WHAT TO DO: Arrange every line of the records below as a Markdown table with two columns, Row and Line. Number the rows in order and leave out any blank lines.

(Point placement records)
--- start ---
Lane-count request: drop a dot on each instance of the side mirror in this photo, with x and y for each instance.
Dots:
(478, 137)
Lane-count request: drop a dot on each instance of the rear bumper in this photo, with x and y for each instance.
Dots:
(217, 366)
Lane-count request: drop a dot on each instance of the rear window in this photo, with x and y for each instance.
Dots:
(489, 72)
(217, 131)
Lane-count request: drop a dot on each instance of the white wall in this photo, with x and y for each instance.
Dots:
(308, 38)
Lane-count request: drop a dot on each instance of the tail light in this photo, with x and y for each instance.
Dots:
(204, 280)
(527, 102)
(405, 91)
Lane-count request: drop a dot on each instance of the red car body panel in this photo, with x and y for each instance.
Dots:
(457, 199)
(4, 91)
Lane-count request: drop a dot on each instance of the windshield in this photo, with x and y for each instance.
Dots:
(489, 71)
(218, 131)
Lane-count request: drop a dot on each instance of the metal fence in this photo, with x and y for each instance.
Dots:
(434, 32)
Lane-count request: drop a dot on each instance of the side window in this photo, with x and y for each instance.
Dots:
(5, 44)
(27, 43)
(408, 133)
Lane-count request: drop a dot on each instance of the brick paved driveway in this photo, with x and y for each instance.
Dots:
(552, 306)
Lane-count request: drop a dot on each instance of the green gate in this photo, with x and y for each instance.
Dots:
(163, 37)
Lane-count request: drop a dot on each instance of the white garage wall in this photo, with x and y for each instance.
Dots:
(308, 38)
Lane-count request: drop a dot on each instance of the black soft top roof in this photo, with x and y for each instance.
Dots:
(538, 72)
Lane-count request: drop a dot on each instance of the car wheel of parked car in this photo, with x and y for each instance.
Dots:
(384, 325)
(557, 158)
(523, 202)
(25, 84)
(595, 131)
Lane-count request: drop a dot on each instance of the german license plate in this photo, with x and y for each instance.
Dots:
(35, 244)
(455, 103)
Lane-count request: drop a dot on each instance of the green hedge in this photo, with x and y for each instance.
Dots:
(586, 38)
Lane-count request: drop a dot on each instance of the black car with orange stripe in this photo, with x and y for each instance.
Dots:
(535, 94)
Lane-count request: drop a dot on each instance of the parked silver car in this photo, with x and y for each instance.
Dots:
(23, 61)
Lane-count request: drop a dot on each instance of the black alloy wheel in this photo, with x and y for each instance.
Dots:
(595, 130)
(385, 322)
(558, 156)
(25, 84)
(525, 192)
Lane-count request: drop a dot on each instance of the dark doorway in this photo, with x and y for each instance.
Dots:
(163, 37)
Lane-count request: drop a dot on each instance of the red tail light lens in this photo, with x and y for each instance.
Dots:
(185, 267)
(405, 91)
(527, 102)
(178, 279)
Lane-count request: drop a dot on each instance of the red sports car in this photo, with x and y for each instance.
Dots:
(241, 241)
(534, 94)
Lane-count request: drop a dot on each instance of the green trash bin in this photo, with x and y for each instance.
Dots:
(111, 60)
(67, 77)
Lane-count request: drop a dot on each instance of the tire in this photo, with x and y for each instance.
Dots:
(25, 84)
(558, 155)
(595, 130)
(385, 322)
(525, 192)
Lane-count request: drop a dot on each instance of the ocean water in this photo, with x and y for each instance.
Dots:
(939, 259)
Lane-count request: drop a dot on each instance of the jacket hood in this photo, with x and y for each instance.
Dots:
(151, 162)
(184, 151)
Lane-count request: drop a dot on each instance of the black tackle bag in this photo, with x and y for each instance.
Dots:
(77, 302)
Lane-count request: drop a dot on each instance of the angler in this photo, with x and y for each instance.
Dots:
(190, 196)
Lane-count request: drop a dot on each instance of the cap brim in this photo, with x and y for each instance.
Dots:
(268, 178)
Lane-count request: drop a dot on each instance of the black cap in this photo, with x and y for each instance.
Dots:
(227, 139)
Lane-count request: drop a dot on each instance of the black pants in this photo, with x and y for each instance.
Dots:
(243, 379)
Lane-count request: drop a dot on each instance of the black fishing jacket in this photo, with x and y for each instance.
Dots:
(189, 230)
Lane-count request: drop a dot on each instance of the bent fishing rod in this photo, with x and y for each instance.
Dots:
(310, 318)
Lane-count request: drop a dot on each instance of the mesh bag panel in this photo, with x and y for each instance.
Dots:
--- end ---
CORRECT RESPONSE:
| Row | Line |
|---|---|
| 1 | Lane-count request: drop a dot on each instance of the side mirror in this photo, with x and y for each instance. |
| 2 | Dots: |
| 3 | (478, 137) |
| 4 | Lane-count request: drop a dot on each instance of the rear bumper in this photo, with x and y for each instance. |
| 5 | Dots: |
| 6 | (217, 366) |
| 7 | Lane-count request: drop a dot on each instance of the rear window in this photo, with x and y for each instance. |
| 8 | Dots: |
| 9 | (489, 72) |
| 10 | (217, 131) |
| 11 | Lane-count request: drop a dot on each instance of the white wall in this photo, with x and y for each instance. |
| 12 | Dots: |
| 13 | (308, 38) |
| 14 | Lane-count request: drop a dot on each instance of the tail light in this photo, with x and y for each instance. |
| 15 | Dots: |
| 16 | (204, 280) |
| 17 | (527, 102) |
| 18 | (405, 91) |
| 19 | Lane-count request: drop a dot on each instance of the red car body panel in this photo, with x and y for each instance. |
| 20 | Dots: |
| 21 | (457, 199) |
| 22 | (4, 91) |
| 23 | Lane-count request: drop a dot on each instance of the windshield in this photo, with x and y for each instance. |
| 24 | Dots: |
| 25 | (489, 71) |
| 26 | (218, 131) |
| 27 | Lane-count request: drop a dot on each instance of the metal fence in this photo, with x and y for each instance. |
| 28 | Dots: |
| 29 | (434, 32) |
| 30 | Lane-count request: drop a dot on each instance of the side window in this photo, with x and y for each instance. |
| 31 | Dots: |
| 32 | (5, 44) |
| 33 | (27, 43) |
| 34 | (408, 133) |
| 35 | Lane-count request: drop a dot on each instance of the brick paved driveway in this photo, with x and y for each instance. |
| 36 | Dots: |
| 37 | (552, 306) |
| 38 | Lane-count request: drop a dot on each instance of the green gate in this photo, with x and y for each instance. |
| 39 | Dots: |
| 40 | (163, 37) |
| 41 | Lane-count request: drop a dot on each instance of the white garage wall in this photo, with x and y for each instance. |
| 42 | Dots: |
| 43 | (308, 38) |
| 44 | Lane-count request: drop a dot on each instance of the black soft top roof in this photo, with x and y for each instance. |
| 45 | Dots: |
| 46 | (538, 72) |
| 47 | Lane-count request: drop a dot on each instance of the car wheel of parked car in this photo, with x and y for each instance. |
| 48 | Dots: |
| 49 | (384, 325) |
| 50 | (557, 158) |
| 51 | (523, 202) |
| 52 | (25, 84) |
| 53 | (595, 131) |
| 54 | Lane-count request: drop a dot on each instance of the german license plate in this photo, with x and y for each instance. |
| 55 | Dots: |
| 56 | (35, 244) |
| 57 | (455, 103) |
| 58 | Lane-count request: drop a dot on each instance of the green hedge in this photo, with x and y for each instance. |
| 59 | Dots: |
| 60 | (586, 38) |
| 61 | Lane-count request: drop a dot on each instance of the black car with orange stripe in this photo, with x and y for each instance. |
| 62 | Dots: |
| 63 | (535, 94) |
| 64 | Lane-count request: drop a dot on each instance of the parked silver car in this photo, with x and y for each instance. |
| 65 | Dots: |
| 66 | (23, 61) |
| 67 | Lane-count request: drop a dot on each instance of the black alloy wheel in this photo, with x and y for each instance. |
| 68 | Dots: |
| 69 | (595, 130) |
| 70 | (385, 322) |
| 71 | (558, 156) |
| 72 | (25, 84) |
| 73 | (525, 192) |
| 74 | Lane-count request: drop a dot on each instance of the dark doorway in this photo, with x and y for each instance. |
| 75 | Dots: |
| 76 | (163, 37) |
| 77 | Lane-count request: drop a dot on each instance of the red tail light lens in this photo, with x and y for each instance. |
| 78 | Dots: |
| 79 | (185, 267) |
| 80 | (405, 91) |
| 81 | (527, 102) |
| 82 | (178, 279) |
| 83 | Lane-count request: drop a dot on each instance of the red sports car in this photo, with x and y for each instance. |
| 84 | Dots: |
| 85 | (241, 241) |
| 86 | (534, 94) |
| 87 | Lane-count request: drop a dot on each instance of the green trash bin in this photo, with x and y for each instance. |
| 88 | Dots: |
| 89 | (111, 60) |
| 90 | (67, 77) |
| 91 | Lane-count request: drop a dot on each instance of the tire in this photo, with x and y for each instance. |
| 92 | Dots: |
| 93 | (25, 84) |
| 94 | (558, 155) |
| 95 | (595, 130) |
| 96 | (385, 322) |
| 97 | (525, 192) |
| 98 | Lane-count request: drop a dot on each instance of the ocean water in this photo, with x and y for each instance. |
| 99 | Dots: |
| 100 | (939, 259) |
| 101 | Lane-count request: drop a dot on each instance of the jacket hood in this photo, with x and y for each instance. |
| 102 | Dots: |
| 103 | (151, 162) |
| 104 | (184, 151) |
| 105 | Lane-count request: drop a dot on each instance of the black tackle bag in this photo, with x and y for each instance. |
| 106 | Dots: |
| 107 | (77, 302) |
| 108 | Lane-count request: drop a dot on each instance of the angler in this photo, with x and y for each instance. |
| 109 | Dots: |
| 110 | (190, 196) |
| 111 | Lane-count request: drop a dot on each instance of the cap brim in this photo, with x and y for each instance. |
| 112 | Dots: |
| 113 | (268, 178) |
| 114 | Lane-count request: drop a dot on each instance of the black cap in this photo, with x and y for each instance. |
| 115 | Dots: |
| 116 | (227, 139) |
| 117 | Lane-count request: drop a dot on each instance of the black pants in this photo, with x and y for each instance. |
| 118 | Dots: |
| 119 | (243, 379) |
| 120 | Lane-count request: drop a dot on each instance of the black fishing jacket in this photo, with x and y for each instance. |
| 121 | Dots: |
| 122 | (189, 230) |
| 123 | Lane-count request: drop a dot on each instance of the bent fishing rod in this photo, with x and y for each instance. |
| 124 | Dots: |
| 125 | (310, 318) |
| 126 | Lane-count request: drop a dot on each instance of the mesh bag panel in this photo, with x and y for each instance. |
| 127 | Dots: |